— Task details —
Render as a numbered list everything in the records below from the line containing "Each instance of the wood" down through the line containing "[(396, 365)]", with both of those lines included. Leave out any blank lines.

◆ ◆ ◆

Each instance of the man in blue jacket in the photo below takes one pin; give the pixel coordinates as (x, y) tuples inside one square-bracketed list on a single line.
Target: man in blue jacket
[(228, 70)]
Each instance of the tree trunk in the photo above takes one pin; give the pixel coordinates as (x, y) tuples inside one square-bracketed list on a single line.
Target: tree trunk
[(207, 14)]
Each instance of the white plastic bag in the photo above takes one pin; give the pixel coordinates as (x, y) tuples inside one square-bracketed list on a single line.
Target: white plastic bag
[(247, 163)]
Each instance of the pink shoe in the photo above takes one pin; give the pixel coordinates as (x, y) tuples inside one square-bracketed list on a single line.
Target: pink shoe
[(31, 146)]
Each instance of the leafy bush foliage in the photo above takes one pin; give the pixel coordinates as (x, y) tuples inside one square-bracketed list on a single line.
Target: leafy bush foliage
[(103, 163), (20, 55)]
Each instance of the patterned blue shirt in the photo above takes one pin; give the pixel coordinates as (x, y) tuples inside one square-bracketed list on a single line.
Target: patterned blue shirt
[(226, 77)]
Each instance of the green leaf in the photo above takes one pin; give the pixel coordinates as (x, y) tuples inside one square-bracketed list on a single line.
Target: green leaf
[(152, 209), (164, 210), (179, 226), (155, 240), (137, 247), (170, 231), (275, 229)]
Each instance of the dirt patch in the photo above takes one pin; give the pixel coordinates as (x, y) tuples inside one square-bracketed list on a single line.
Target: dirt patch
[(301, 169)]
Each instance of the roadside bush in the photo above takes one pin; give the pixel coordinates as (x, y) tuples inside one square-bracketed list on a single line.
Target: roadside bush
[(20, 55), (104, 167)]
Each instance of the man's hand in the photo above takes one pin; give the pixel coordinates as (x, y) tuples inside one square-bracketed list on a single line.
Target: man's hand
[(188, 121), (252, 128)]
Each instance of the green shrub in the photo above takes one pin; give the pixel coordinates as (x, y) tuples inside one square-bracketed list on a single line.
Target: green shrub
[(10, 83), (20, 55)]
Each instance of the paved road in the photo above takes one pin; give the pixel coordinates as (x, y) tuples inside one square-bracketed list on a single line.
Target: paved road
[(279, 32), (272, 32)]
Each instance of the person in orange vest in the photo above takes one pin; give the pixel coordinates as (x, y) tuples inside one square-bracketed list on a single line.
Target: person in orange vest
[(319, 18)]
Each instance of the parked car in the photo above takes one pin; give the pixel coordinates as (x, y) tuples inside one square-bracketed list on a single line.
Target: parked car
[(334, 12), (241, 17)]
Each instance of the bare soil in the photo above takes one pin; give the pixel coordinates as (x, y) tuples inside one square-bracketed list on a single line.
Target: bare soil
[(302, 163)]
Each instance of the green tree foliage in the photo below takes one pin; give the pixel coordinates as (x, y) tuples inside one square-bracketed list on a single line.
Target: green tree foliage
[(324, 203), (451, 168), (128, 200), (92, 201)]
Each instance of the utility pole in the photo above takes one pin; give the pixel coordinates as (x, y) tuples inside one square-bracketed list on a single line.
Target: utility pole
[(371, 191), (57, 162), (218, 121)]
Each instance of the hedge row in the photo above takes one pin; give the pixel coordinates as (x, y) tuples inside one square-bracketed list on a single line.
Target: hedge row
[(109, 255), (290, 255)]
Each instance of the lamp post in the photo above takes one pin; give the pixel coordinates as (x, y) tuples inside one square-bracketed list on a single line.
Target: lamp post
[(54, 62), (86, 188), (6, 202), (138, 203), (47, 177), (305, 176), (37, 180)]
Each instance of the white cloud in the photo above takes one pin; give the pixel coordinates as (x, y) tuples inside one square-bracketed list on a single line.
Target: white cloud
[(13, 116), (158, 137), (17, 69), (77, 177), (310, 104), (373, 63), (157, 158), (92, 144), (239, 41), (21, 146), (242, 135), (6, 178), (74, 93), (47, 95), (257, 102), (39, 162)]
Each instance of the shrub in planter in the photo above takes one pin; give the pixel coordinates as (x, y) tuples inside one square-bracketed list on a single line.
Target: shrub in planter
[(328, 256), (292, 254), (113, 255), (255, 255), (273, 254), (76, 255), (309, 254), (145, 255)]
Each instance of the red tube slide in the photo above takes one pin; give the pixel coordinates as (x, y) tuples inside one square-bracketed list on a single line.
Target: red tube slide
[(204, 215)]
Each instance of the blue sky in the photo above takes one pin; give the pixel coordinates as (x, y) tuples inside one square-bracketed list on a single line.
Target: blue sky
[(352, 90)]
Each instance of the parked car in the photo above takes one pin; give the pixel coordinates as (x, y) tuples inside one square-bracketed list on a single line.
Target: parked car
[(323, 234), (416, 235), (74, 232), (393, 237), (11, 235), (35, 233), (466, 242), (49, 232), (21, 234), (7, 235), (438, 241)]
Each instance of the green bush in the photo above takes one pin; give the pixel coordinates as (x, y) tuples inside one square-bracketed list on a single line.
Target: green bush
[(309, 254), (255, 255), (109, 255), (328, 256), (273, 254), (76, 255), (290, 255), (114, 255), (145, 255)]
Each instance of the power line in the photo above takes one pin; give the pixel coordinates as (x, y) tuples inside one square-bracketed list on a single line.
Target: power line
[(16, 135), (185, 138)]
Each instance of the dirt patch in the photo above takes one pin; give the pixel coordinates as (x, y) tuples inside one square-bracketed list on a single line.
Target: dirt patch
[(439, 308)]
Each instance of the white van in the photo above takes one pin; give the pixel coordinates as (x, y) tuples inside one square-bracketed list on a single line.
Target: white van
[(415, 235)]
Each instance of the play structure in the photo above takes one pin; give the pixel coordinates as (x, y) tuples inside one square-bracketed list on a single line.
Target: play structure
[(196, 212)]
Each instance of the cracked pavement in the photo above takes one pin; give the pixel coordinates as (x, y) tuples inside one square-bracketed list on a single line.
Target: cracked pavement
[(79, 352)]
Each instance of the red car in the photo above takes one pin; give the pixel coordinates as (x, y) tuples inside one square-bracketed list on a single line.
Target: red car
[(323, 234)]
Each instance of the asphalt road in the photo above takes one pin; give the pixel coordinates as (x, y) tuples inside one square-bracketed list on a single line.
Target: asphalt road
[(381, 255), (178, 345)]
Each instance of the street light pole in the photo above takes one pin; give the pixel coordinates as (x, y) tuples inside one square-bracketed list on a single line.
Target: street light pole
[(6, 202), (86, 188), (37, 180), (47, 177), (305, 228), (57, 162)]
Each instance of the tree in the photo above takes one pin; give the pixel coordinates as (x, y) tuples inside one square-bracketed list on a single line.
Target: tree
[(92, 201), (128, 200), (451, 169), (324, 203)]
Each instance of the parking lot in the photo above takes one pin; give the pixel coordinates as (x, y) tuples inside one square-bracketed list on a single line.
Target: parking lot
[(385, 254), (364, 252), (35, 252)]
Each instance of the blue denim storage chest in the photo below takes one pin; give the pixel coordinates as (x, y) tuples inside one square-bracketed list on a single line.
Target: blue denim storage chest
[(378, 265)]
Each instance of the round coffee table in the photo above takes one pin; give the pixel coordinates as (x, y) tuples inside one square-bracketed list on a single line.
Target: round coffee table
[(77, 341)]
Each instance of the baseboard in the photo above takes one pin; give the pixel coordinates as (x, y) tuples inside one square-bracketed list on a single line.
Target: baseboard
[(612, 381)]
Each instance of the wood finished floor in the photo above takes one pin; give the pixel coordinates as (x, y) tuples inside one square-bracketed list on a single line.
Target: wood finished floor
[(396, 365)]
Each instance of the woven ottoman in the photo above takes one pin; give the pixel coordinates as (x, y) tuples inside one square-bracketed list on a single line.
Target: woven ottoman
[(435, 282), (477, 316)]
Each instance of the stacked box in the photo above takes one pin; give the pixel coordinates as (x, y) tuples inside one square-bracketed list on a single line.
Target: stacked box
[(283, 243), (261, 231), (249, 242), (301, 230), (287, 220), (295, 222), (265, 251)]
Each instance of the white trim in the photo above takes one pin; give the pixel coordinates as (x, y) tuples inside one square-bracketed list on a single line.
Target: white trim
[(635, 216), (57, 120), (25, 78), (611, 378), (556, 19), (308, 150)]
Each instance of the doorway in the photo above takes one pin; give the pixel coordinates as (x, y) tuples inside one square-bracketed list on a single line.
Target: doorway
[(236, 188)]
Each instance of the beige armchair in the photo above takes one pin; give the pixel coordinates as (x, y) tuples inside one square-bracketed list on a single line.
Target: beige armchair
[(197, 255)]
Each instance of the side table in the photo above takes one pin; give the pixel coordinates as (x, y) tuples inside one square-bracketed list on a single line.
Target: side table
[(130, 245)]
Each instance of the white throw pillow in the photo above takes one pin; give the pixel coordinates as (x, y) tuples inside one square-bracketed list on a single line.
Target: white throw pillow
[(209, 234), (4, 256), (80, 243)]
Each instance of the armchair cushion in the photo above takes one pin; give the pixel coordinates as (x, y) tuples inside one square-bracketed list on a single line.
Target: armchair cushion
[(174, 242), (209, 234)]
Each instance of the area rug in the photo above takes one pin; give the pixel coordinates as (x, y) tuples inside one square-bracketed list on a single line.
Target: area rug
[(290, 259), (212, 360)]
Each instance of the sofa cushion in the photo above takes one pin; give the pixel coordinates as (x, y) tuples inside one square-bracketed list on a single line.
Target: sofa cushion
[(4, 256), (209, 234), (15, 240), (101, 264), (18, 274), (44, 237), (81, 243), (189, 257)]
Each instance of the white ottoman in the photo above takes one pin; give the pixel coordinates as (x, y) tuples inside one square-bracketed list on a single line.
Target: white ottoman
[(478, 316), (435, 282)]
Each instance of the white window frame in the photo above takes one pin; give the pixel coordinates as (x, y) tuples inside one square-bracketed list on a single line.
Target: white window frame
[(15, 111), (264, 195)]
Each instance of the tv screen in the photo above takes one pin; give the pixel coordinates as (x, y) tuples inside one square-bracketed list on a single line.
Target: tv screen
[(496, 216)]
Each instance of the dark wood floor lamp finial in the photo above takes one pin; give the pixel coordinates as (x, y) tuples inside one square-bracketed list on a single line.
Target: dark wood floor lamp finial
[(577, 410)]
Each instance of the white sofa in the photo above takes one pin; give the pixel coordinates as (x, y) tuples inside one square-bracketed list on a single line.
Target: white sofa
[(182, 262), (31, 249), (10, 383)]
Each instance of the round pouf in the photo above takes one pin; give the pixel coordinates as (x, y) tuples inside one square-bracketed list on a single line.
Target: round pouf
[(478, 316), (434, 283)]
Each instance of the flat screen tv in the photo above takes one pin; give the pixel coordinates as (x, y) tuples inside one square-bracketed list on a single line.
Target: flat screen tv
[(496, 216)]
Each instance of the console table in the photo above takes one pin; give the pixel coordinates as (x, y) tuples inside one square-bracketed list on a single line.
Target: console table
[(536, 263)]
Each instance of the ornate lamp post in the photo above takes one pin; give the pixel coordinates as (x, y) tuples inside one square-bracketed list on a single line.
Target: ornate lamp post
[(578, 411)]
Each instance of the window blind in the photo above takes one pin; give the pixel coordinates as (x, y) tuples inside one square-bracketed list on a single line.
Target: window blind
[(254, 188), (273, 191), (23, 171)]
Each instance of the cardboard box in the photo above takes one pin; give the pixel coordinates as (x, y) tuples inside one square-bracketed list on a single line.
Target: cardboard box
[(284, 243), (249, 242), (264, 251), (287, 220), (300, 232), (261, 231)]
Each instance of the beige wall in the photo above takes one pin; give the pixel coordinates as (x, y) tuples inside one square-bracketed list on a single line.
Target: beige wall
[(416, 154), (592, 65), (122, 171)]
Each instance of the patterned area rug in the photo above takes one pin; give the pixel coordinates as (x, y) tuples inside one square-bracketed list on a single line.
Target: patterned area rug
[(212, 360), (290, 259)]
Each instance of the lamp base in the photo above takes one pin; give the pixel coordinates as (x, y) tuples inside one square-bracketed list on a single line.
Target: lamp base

◆ ◆ ◆

— Complete output —
1. Each instance of the wood finished floor in the photo above takes one pin; give the pixel coordinates as (x, y) tuples inside one square-bracketed list on a single line.
2. Target: wood finished floor
3. [(396, 365)]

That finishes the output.